PROVIDED PASSAGE -
· · · · · · ·

On May 3, 2013, Patrick applies to three Canadian universities as a full-time student. On July 12, 2013, Patrick receives a written offer to enrol in a program at one of the universities. On July 13, 2013, he makes an LLP withdrawal of $10,000 from his RRSP. Since Patrick withdrew the funds in 2013, he has to enrol in the program before March 1, 2014. If he does not, Patrick will have to cancel the LLP withdrawal by paying back the $10,000 to his RRSP by December 31, 2014. Any amount he does not repay will be included in his income for 2013.

Questions you may have

How often can I participate in the LLP?

There is no limit to the number of times you can participate in the LLP over your lifetime. Starting in the year after you bring your LLP balance to zero, you can participate in the LLP again and withdraw up to $20,000 over a new qualifying period.

Can my spouse or common-law partner and I participate in the LLP at the same time?

· · · · · · ·

PROBLEM A - Reproduce the passage on LLP withdrawals in full, word for word.

· · · · · · ·

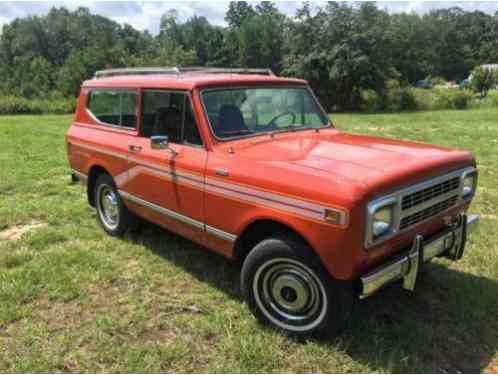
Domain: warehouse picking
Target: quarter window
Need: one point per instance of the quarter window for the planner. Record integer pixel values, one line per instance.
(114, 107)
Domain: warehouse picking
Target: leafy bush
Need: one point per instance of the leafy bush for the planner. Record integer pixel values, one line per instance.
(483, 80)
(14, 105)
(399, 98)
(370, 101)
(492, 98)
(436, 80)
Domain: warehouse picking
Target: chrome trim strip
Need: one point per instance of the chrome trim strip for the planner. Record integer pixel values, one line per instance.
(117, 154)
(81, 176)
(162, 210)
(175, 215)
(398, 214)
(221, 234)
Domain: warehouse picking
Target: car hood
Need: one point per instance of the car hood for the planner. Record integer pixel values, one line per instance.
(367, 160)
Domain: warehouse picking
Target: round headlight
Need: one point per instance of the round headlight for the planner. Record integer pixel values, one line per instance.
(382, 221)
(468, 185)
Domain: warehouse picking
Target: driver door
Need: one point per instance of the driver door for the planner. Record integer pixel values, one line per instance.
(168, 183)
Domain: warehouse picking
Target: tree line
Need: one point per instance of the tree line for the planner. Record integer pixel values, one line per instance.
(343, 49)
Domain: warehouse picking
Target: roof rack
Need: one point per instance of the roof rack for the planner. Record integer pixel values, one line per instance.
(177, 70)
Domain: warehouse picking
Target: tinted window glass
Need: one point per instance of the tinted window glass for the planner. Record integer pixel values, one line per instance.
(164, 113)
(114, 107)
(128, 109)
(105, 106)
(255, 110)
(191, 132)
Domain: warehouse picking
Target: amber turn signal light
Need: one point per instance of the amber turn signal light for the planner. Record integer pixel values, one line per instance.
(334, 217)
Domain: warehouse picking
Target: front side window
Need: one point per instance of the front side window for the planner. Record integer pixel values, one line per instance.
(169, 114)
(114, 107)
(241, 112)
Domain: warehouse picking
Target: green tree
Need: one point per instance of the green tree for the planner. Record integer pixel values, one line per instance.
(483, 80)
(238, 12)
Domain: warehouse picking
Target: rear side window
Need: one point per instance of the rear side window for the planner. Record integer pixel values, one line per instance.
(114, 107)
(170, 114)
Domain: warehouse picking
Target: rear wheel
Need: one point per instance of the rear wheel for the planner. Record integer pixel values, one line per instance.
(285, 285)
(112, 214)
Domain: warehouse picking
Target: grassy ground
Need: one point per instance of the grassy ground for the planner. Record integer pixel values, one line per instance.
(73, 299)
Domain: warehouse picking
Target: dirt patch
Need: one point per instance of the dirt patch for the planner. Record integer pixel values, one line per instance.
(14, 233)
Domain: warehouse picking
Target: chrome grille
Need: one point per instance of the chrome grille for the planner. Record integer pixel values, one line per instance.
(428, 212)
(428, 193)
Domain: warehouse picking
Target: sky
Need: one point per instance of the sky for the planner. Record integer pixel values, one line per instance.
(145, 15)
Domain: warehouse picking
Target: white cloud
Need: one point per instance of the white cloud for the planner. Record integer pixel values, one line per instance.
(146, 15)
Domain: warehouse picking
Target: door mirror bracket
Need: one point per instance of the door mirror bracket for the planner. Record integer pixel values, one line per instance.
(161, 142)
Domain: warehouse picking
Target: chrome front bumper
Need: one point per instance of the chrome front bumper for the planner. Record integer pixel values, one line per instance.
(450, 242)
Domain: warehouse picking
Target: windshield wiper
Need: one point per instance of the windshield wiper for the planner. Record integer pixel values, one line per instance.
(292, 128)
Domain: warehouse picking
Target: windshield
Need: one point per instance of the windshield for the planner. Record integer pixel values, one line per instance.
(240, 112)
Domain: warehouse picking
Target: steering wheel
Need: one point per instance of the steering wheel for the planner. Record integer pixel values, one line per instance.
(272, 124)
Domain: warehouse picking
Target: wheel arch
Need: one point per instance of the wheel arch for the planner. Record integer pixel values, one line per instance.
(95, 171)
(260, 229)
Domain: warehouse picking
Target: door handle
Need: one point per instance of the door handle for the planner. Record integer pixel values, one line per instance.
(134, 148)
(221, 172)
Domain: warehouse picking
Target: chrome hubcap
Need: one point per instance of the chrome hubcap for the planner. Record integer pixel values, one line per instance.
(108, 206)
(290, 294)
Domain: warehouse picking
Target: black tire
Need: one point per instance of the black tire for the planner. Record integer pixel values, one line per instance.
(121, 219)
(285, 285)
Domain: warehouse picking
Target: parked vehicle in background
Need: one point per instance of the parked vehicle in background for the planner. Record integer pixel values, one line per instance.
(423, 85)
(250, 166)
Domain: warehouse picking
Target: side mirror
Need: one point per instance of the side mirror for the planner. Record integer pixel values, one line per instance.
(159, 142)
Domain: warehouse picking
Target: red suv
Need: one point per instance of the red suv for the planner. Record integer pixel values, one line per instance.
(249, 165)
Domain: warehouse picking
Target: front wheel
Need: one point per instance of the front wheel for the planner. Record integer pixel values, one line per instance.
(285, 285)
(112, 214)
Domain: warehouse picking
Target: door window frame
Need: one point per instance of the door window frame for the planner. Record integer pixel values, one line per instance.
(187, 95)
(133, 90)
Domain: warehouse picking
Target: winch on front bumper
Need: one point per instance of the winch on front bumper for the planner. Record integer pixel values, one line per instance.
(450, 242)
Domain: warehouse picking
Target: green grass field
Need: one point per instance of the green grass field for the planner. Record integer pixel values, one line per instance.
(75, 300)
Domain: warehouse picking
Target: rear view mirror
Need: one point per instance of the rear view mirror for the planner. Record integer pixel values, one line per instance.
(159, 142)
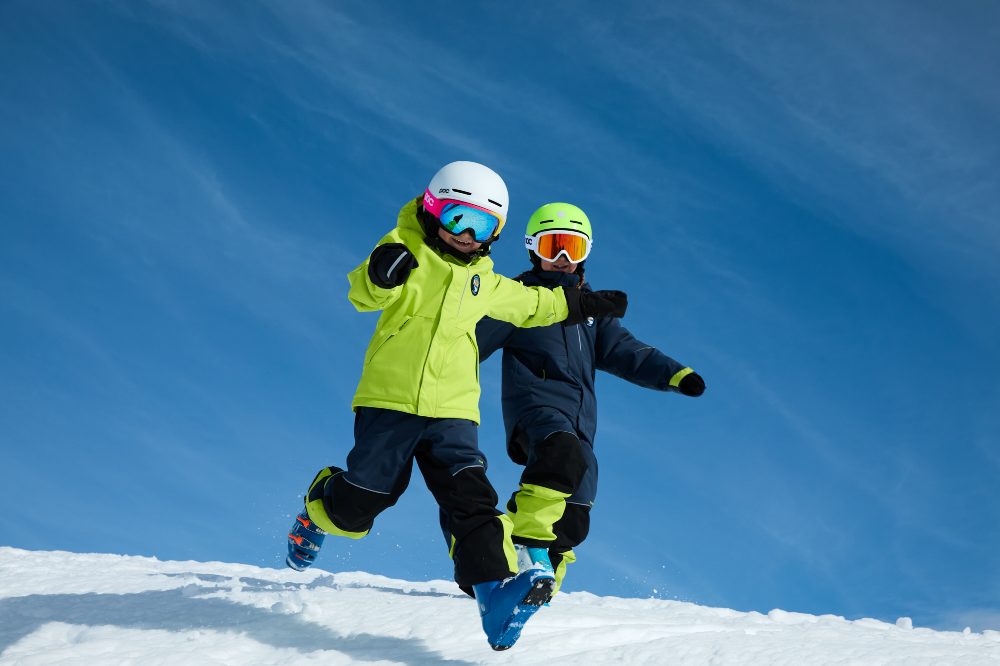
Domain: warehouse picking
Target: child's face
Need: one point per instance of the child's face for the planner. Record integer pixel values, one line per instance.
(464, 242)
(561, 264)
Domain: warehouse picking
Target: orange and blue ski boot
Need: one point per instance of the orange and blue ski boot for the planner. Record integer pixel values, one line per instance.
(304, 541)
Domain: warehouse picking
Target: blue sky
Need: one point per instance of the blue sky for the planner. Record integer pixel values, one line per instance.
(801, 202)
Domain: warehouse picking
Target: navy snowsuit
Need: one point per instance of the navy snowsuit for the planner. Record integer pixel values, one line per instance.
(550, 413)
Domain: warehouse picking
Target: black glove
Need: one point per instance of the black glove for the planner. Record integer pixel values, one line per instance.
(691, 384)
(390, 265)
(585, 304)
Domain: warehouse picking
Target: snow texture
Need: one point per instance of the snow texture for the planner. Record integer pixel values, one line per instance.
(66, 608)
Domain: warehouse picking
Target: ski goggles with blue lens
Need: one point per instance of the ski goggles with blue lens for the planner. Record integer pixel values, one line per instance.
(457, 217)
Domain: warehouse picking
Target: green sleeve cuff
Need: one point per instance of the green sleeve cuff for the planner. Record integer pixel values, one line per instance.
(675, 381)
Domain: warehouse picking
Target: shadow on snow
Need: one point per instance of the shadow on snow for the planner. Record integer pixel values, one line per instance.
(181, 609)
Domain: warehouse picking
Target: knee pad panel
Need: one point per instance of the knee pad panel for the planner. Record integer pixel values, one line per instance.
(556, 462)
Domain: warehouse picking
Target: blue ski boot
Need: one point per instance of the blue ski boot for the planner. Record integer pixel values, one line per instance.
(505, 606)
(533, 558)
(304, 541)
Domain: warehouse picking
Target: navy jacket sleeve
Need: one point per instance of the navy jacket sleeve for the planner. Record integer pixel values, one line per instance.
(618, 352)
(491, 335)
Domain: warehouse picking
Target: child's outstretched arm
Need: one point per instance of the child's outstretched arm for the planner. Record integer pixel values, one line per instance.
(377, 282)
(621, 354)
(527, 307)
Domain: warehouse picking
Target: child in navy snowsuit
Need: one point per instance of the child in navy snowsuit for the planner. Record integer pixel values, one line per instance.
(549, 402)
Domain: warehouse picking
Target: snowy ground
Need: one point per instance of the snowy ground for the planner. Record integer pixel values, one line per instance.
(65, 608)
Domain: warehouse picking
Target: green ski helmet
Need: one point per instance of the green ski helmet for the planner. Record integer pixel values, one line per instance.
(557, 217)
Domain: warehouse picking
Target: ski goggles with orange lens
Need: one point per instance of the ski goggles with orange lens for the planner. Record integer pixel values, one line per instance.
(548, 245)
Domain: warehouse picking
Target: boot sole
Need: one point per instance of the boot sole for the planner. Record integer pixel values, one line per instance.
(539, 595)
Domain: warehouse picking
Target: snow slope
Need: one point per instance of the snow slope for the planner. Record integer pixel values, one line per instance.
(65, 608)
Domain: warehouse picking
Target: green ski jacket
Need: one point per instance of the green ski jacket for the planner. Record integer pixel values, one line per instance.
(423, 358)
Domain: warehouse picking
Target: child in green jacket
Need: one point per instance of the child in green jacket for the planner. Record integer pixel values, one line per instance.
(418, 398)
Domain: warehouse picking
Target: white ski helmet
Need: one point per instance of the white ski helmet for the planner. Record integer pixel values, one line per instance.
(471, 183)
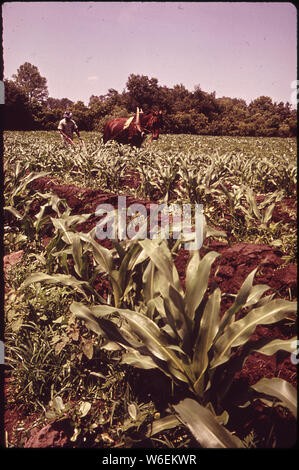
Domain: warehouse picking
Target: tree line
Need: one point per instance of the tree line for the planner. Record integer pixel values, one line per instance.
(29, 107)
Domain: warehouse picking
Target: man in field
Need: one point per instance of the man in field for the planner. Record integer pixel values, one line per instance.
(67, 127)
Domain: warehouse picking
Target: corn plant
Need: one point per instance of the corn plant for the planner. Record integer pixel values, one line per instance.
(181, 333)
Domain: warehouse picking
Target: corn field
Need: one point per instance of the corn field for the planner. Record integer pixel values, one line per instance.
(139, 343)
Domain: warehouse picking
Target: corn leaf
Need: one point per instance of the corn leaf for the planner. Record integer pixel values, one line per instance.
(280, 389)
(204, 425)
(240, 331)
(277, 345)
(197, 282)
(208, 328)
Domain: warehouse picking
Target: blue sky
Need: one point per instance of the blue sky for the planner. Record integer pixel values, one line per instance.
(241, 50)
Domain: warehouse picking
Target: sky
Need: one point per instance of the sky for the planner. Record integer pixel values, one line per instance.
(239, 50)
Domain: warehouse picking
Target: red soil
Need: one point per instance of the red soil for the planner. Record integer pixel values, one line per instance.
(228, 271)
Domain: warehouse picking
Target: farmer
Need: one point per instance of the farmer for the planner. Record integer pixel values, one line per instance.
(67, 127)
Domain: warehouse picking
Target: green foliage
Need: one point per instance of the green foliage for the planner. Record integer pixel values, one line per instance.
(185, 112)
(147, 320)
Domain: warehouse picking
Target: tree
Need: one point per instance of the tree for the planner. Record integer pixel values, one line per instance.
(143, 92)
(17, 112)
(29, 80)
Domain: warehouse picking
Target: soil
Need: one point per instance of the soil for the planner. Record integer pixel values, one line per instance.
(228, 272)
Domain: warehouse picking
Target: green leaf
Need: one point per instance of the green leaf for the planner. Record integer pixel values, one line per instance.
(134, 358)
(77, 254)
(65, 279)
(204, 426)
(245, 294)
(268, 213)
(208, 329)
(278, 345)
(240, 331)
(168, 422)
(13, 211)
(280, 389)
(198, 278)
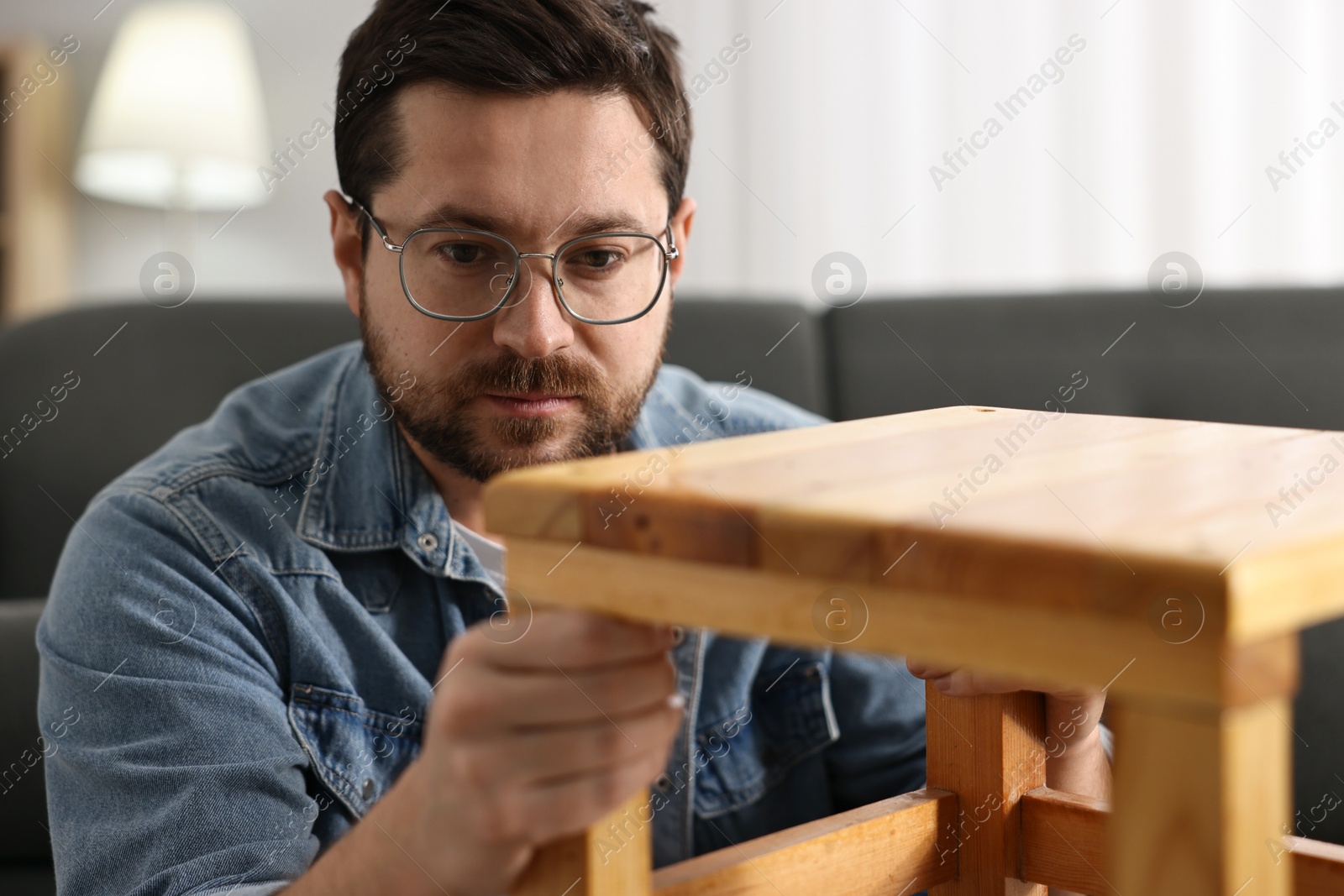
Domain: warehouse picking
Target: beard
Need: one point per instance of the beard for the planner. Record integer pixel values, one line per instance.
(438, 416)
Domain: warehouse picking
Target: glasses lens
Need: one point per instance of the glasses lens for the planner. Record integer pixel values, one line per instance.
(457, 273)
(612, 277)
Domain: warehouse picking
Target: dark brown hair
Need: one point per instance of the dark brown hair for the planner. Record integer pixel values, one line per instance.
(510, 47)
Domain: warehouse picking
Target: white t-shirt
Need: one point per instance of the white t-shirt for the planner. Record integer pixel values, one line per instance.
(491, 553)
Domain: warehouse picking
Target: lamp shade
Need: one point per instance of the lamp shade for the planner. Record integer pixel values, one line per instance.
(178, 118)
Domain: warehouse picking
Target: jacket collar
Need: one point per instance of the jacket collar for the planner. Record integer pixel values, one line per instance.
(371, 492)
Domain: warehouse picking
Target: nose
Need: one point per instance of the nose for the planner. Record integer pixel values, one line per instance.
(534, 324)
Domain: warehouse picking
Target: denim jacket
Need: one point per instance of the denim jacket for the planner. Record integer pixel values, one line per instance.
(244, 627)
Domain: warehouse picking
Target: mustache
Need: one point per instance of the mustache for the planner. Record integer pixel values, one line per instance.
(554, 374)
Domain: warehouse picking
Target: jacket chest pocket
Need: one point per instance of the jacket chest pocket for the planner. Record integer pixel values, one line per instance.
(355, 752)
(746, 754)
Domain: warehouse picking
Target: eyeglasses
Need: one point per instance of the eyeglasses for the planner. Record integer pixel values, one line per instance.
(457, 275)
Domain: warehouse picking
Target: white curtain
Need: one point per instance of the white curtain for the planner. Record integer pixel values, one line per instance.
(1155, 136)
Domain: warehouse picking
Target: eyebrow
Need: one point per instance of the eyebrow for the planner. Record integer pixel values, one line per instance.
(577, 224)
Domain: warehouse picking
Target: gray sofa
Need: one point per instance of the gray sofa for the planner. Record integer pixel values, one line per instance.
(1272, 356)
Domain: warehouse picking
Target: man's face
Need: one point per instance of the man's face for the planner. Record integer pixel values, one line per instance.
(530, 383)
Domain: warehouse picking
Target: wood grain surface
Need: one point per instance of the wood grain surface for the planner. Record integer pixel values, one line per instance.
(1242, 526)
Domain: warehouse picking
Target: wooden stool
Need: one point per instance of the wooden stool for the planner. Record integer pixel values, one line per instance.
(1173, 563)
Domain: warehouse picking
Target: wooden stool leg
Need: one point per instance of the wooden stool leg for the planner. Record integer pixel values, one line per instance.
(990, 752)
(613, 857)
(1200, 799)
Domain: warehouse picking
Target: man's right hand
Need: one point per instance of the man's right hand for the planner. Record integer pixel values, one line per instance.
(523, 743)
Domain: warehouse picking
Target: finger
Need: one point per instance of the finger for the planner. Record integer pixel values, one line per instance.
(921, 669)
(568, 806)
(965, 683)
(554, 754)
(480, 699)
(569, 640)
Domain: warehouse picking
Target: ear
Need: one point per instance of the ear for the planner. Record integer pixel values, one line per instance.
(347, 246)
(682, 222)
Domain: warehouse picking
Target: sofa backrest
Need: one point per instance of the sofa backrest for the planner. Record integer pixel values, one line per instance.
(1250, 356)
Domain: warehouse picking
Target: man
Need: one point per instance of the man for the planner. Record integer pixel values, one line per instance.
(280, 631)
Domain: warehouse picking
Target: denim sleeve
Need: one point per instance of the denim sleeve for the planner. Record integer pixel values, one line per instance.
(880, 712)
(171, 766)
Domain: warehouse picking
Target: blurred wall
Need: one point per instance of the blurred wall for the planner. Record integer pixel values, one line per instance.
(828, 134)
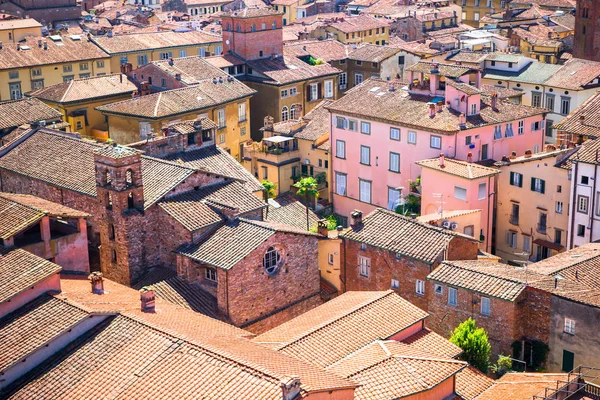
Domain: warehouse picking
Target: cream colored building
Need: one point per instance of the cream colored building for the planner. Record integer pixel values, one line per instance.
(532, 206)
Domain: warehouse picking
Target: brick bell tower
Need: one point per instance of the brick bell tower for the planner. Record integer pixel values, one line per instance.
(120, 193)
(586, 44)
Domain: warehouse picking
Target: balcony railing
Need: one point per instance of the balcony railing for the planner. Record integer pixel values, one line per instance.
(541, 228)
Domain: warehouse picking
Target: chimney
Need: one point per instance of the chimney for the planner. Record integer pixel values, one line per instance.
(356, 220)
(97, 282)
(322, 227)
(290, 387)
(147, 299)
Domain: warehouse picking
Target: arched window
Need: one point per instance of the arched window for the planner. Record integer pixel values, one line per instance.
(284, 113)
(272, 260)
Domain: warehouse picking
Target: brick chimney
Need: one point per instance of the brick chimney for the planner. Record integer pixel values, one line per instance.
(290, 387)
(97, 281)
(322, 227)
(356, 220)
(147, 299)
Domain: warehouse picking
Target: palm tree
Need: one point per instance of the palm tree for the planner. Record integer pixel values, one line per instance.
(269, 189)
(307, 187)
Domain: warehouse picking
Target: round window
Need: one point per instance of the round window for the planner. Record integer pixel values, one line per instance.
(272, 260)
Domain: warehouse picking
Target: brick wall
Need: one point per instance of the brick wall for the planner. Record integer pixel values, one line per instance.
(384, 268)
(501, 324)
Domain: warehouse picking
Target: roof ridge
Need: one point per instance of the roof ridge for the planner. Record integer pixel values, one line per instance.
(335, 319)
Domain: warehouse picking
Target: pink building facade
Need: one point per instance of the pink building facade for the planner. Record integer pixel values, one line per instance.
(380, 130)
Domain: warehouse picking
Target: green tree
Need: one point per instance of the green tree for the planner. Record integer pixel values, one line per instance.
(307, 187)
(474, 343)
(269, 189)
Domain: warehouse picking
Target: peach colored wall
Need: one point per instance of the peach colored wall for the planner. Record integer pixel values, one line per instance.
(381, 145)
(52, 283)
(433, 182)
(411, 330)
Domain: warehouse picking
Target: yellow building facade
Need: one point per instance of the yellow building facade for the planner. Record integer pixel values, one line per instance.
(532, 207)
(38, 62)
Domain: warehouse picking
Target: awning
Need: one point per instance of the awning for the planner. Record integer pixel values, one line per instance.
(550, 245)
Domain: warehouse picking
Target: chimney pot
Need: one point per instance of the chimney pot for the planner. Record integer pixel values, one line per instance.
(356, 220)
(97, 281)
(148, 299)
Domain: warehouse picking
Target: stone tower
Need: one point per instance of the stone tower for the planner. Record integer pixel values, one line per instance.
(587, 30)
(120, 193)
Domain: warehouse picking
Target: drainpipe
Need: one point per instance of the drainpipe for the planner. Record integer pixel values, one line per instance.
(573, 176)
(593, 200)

· · · · · · ·

PROBLEM B - Display each line of the records that contains the string "field".

EXERCISE RESPONSE A -
On May 3, 2013, Patrick applies to three Canadian universities as a full-time student. On July 12, 2013, Patrick receives a written offer to enrol in a program at one of the universities. On July 13, 2013, he makes an LLP withdrawal of $10,000 from his RRSP. Since Patrick withdrew the funds in 2013, he has to enrol in the program before March 1, 2014. If he does not, Patrick will have to cancel the LLP withdrawal by paying back the $10,000 to his RRSP by December 31, 2014. Any amount he does not repay will be included in his income for 2013.

Questions you may have

How often can I participate in the LLP?

There is no limit to the number of times you can participate in the LLP over your lifetime. Starting in the year after you bring your LLP balance to zero, you can participate in the LLP again and withdraw up to $20,000 over a new qualifying period.

Can my spouse or common-law partner and I participate in the LLP at the same time?

EXERCISE RESPONSE B -
Target: green grass field
Need: one point per instance of the green grass field for the planner. Record integer pixel values, one line per instance.
Target: man in field
Need: one point per instance of the man in field for the planner. Record integer pixel values, one line per instance.
Target: corn field
Need: one point per instance of the corn field for the planner. Record integer pixel values, one line per instance.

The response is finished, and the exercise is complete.